**THE REQUEST**
Reproduce word for word everything from the line containing "Guideline: for each instance of the white parked" down to the line containing "column 418, row 114", with both of those lines included.

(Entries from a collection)
[START]

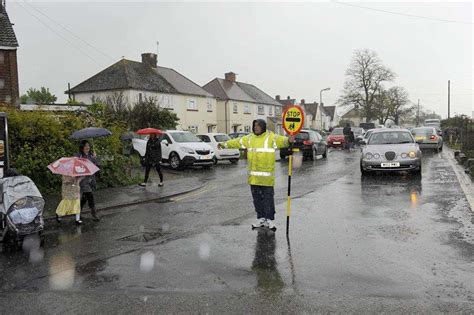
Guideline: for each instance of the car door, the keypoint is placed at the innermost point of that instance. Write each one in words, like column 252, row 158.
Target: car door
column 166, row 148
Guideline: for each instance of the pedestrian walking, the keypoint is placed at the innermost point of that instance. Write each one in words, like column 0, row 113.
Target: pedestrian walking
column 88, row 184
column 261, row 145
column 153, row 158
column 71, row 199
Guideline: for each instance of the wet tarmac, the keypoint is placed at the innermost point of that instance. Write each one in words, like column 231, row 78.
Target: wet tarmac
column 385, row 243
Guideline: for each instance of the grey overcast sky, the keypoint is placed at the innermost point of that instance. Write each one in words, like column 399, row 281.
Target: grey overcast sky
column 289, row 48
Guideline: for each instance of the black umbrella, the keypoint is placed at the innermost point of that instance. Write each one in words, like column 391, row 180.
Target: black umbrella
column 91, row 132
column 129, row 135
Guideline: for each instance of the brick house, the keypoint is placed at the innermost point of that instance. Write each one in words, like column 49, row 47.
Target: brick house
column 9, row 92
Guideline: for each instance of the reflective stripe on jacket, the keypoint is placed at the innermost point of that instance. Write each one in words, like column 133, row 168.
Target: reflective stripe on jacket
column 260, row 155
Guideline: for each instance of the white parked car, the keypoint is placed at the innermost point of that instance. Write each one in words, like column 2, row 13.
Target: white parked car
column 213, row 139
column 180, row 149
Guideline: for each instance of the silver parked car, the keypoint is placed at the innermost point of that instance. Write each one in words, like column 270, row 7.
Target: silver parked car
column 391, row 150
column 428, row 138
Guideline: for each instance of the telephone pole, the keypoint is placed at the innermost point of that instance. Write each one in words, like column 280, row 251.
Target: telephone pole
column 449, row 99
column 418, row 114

[END]
[START]

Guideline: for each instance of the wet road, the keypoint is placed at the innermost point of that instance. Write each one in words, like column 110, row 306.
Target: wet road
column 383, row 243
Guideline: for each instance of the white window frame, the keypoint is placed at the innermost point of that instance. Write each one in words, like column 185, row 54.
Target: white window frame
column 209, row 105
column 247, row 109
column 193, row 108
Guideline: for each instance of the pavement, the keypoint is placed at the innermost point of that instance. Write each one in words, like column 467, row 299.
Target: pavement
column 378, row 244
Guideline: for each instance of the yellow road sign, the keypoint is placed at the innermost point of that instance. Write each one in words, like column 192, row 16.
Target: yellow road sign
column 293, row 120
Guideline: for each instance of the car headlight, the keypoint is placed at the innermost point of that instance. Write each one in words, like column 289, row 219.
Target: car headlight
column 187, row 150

[END]

**EXERCISE SOLUTION**
Guideline: for each instance of the white parked car, the keypoint is placed at the innermost point of that instance. Write each one in words, like column 2, row 13.
Target: white parked car
column 213, row 139
column 180, row 149
Guideline: for each instance of the silver parked car, the keypoint is placed at the innermost point of that instance. Write each one in words, like column 270, row 7.
Target: silver parked car
column 391, row 150
column 428, row 138
Guideline: for each instance of the telephone pole, the keypoint is placed at the innermost point of that instance. Write each one in words, like column 280, row 251.
Target: telephone pole
column 449, row 99
column 418, row 114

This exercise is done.